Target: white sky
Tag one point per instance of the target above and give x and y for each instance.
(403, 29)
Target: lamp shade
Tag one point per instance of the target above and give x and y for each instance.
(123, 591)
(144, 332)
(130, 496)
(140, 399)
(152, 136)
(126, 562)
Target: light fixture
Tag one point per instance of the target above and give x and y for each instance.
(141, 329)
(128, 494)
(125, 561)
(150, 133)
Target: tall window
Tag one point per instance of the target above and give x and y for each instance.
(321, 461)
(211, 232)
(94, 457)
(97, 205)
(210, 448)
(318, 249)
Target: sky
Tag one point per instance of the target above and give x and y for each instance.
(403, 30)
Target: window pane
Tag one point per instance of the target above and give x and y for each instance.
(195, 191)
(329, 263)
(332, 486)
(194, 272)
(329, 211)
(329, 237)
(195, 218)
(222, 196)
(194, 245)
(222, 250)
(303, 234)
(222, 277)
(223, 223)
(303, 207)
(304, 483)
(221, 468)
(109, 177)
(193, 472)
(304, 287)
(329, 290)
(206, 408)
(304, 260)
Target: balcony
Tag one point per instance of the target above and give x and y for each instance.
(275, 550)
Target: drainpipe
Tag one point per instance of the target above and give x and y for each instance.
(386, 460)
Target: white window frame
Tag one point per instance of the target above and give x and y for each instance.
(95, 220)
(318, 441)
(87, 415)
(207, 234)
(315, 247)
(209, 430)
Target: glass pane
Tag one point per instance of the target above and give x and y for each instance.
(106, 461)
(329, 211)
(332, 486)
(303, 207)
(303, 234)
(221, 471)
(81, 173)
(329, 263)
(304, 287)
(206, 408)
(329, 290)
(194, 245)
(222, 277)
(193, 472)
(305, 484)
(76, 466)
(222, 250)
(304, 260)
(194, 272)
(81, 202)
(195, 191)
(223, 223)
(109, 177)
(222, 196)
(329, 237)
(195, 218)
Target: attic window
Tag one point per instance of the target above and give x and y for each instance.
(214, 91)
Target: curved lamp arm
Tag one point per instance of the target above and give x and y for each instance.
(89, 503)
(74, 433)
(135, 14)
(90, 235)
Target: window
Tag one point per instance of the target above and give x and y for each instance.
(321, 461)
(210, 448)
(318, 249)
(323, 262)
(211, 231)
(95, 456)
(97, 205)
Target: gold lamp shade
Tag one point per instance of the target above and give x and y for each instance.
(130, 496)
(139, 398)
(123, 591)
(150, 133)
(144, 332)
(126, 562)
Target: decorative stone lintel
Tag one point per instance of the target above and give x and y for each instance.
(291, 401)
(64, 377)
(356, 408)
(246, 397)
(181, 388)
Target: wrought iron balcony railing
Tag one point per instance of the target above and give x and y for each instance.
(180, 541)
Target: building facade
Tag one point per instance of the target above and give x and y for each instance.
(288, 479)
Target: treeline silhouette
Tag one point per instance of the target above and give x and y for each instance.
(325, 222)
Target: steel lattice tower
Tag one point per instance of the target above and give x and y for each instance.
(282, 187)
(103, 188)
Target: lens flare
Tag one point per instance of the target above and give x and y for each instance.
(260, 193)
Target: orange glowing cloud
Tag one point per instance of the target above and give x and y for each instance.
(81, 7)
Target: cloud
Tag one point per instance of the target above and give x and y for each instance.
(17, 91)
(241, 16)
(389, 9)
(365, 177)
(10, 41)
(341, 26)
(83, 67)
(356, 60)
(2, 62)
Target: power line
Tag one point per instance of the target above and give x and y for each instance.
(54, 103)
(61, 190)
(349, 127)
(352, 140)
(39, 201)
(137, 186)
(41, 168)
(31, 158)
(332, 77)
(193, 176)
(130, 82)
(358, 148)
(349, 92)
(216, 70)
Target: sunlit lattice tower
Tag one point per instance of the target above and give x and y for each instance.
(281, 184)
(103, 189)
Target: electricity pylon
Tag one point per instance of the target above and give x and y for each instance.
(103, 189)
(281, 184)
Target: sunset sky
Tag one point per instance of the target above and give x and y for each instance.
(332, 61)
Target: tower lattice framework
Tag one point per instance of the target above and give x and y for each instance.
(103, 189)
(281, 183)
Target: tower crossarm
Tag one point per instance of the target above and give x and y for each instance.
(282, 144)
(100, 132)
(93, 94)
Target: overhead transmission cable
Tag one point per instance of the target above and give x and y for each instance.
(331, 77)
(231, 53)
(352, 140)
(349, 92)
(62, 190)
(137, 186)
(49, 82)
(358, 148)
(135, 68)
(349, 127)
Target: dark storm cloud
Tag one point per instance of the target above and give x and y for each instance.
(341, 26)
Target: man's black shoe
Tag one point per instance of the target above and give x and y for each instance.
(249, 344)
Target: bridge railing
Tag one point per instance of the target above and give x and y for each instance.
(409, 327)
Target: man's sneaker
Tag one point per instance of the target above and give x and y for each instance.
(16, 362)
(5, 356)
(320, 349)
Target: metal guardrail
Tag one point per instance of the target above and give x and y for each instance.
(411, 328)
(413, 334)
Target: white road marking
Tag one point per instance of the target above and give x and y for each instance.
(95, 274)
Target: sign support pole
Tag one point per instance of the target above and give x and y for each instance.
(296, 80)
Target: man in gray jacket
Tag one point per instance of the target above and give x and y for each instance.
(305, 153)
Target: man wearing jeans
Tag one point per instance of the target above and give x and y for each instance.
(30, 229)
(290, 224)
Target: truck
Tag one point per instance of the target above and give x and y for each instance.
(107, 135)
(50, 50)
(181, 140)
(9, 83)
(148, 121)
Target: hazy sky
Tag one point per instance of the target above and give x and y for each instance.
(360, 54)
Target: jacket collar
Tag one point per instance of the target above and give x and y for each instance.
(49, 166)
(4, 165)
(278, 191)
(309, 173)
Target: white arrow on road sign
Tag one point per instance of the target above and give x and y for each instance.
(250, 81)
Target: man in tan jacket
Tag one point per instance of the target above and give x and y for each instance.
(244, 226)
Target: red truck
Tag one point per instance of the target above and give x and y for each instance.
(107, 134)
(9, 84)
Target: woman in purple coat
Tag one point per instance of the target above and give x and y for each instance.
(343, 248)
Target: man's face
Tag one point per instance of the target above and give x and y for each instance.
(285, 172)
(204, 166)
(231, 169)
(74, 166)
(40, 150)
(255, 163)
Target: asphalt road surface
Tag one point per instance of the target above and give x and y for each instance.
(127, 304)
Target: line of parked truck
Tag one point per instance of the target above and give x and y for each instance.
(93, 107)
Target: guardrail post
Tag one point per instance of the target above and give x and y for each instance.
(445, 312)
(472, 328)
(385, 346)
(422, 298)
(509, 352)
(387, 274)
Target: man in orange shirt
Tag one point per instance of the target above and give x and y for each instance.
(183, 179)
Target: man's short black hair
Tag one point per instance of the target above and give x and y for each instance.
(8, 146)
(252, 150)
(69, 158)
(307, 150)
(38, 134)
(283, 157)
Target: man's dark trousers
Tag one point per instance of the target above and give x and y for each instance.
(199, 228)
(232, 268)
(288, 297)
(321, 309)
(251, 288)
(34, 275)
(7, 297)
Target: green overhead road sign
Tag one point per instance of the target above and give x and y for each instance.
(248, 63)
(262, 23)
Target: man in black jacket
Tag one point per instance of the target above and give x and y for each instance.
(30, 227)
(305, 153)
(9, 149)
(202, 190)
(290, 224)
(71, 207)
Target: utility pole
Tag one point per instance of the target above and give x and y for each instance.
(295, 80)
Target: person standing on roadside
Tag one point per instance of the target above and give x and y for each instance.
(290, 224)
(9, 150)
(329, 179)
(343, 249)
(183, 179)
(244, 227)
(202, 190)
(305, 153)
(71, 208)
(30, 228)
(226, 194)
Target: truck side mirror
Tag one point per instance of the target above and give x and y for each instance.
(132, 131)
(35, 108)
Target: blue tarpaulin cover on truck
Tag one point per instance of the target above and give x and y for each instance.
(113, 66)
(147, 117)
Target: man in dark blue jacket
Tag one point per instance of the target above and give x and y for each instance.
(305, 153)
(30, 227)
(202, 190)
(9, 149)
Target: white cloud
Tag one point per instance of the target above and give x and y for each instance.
* * *
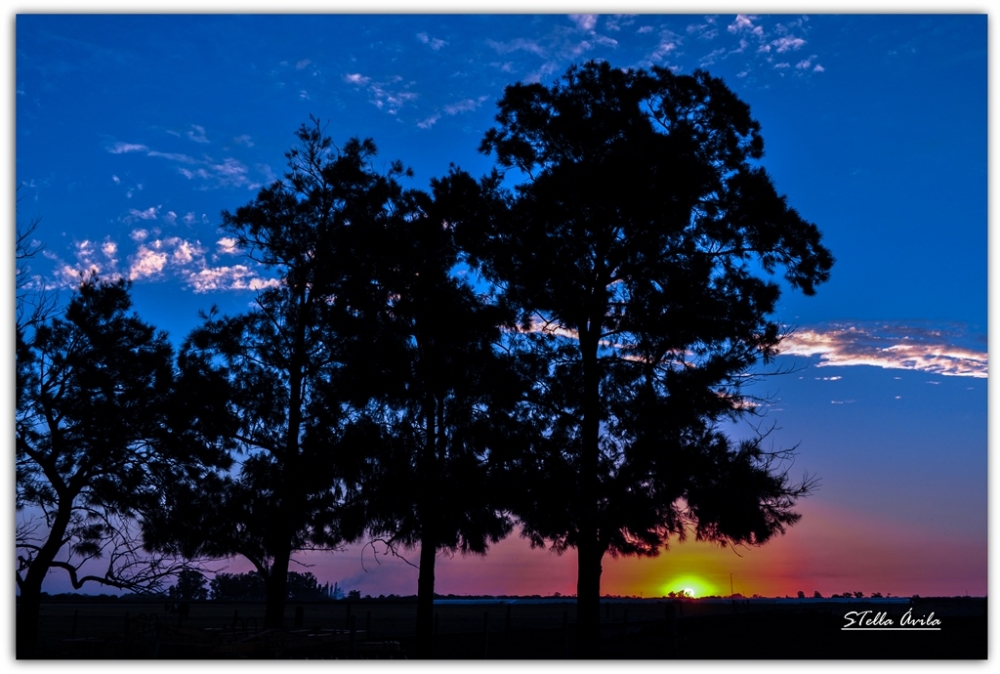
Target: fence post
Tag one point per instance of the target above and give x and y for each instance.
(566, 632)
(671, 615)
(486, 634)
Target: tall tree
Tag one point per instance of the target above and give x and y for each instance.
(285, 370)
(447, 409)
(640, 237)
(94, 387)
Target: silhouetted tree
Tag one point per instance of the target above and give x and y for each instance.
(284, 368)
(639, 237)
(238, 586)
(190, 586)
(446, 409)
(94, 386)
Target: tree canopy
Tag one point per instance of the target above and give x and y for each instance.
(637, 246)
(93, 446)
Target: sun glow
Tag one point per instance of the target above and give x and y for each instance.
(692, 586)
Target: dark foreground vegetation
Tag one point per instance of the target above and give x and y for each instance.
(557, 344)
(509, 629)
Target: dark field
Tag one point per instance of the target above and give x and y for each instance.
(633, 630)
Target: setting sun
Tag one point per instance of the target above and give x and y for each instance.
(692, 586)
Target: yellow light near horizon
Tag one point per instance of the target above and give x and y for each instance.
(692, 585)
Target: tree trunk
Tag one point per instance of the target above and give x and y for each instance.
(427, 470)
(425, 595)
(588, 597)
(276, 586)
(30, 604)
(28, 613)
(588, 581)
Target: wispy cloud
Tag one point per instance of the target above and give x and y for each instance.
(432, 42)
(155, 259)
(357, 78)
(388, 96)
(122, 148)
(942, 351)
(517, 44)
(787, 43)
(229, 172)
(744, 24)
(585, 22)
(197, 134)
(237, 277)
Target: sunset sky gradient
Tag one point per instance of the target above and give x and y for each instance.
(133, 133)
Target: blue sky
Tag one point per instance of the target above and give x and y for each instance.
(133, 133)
* * *
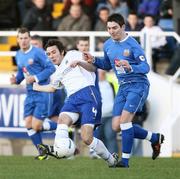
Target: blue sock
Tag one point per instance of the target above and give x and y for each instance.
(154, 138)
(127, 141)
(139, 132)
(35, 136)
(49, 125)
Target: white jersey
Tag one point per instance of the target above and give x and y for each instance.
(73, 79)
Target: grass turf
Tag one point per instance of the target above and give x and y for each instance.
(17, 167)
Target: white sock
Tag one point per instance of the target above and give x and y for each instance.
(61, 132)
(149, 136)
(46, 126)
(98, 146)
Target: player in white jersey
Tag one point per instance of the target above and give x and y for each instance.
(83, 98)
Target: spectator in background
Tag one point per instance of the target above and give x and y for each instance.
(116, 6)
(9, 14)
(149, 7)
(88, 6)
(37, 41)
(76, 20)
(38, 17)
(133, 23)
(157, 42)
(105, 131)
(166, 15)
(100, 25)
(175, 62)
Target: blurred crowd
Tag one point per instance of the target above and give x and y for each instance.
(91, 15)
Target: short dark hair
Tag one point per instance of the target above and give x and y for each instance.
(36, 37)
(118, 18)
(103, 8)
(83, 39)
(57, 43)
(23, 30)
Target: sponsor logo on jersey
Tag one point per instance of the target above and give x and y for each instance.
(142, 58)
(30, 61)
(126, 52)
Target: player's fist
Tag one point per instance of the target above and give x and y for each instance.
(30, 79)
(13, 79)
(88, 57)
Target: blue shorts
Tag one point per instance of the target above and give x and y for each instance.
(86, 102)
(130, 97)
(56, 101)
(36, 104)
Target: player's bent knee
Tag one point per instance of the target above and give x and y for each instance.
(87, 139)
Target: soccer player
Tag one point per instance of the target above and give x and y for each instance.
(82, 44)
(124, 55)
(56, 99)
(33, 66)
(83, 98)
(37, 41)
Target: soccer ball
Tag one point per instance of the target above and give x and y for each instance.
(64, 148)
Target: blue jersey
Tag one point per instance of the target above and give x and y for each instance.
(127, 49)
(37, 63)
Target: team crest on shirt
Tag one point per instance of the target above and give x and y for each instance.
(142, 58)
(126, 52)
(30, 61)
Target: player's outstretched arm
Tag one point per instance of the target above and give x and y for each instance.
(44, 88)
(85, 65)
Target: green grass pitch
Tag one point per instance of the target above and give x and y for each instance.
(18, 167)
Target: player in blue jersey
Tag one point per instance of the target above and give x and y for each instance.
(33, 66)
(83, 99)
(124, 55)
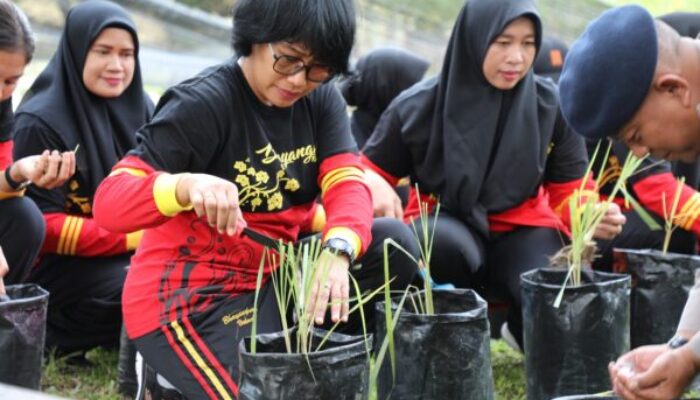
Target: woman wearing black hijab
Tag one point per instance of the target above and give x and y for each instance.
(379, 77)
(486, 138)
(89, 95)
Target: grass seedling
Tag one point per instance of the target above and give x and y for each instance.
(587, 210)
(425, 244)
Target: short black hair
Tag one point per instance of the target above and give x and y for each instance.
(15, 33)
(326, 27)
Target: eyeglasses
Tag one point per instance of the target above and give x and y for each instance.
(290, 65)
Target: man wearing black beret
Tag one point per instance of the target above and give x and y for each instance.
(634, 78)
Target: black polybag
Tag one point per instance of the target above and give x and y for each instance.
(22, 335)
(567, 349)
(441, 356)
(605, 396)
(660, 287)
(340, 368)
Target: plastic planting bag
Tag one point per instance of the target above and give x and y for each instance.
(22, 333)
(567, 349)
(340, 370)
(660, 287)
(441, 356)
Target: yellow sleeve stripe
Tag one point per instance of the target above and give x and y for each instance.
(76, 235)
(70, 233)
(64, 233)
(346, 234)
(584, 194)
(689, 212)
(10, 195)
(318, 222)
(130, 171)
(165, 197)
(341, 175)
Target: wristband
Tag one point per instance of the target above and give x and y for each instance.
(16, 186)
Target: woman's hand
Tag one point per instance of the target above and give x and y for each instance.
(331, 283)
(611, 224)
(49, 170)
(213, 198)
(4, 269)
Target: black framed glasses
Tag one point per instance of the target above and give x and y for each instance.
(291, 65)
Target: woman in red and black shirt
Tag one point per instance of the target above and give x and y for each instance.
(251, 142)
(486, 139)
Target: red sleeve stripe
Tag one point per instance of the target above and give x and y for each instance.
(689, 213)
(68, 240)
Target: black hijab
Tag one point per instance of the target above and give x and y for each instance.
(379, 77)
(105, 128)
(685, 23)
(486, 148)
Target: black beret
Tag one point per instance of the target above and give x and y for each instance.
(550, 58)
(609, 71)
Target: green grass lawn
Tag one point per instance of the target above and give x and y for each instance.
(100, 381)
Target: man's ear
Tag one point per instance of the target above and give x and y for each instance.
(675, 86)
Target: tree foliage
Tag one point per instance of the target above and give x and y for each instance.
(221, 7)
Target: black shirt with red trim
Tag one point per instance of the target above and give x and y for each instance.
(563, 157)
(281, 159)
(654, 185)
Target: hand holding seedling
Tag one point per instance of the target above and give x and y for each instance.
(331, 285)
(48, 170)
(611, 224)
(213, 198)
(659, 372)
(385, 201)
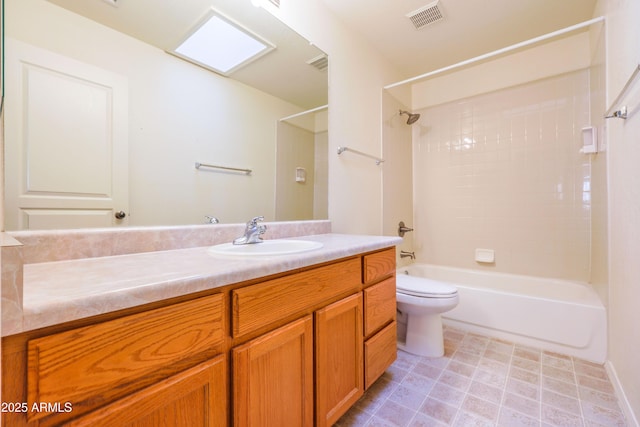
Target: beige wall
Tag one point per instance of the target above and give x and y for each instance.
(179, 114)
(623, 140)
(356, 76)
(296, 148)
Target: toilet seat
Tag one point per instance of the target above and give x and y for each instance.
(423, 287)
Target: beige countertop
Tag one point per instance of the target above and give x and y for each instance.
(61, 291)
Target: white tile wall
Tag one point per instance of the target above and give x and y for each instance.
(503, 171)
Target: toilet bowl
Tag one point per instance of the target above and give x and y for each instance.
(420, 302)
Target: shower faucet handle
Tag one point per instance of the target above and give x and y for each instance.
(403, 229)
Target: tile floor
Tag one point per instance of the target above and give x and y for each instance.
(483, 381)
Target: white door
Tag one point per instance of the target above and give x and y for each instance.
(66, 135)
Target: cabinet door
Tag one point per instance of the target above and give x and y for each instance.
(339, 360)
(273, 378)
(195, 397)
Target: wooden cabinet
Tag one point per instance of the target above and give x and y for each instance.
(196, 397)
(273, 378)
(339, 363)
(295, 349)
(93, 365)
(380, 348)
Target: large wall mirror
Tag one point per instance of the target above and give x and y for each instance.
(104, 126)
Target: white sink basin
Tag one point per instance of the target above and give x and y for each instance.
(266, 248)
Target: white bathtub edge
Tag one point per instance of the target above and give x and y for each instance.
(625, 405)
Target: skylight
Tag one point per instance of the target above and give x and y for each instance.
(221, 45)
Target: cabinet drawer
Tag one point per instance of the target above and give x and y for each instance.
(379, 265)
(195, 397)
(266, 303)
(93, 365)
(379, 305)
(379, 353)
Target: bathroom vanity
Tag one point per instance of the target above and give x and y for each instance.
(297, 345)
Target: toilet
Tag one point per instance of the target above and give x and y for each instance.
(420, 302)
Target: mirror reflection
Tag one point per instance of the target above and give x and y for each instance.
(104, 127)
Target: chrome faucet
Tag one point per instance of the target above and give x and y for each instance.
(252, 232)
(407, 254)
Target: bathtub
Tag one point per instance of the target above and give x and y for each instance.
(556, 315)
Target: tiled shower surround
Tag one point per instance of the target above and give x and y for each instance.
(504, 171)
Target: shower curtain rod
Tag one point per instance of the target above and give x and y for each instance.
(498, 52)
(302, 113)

Action item
From the listing above, how many lines contain the word "orange"? Give only the number.

Result for this exercise
2